=== TASK DETAILS ===
Convert the data below into a JSON list of strings, one string per line, leaving out blank lines and any pictures.

▽

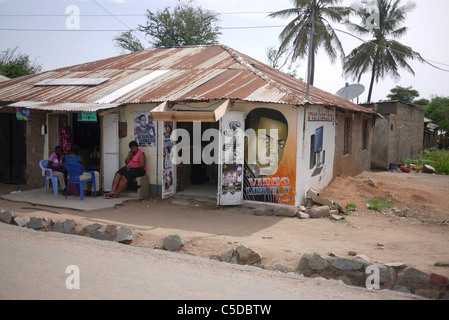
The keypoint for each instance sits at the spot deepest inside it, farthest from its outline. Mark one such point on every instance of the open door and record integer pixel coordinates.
(231, 159)
(110, 149)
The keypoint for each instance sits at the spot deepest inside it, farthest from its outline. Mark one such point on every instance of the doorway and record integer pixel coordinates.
(199, 179)
(12, 149)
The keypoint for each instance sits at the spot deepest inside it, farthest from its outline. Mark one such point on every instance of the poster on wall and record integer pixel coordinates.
(144, 131)
(231, 159)
(168, 168)
(270, 156)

△

=== EXERCISE RESULT ===
[
  "The keypoint for each instance sits at the spot deepest inside it, farthest from its outline. Mark one such point on every instance of the open door and record integer pixel coordinates.",
  "(231, 159)",
  "(110, 149)",
  "The keypoint for each instance sits at the spot deepest inside it, farthest from its outline. Mark one such point on every instance of the doorway and record integer pixel coordinates.",
  "(199, 179)",
  "(12, 149)",
  "The keypoint for each instance sits at the spot deepest inside it, farthest from its outline. Mark one such point on every instance of the poster on wall and record integer pixel coordinates.",
  "(144, 131)",
  "(231, 159)",
  "(168, 168)",
  "(270, 156)"
]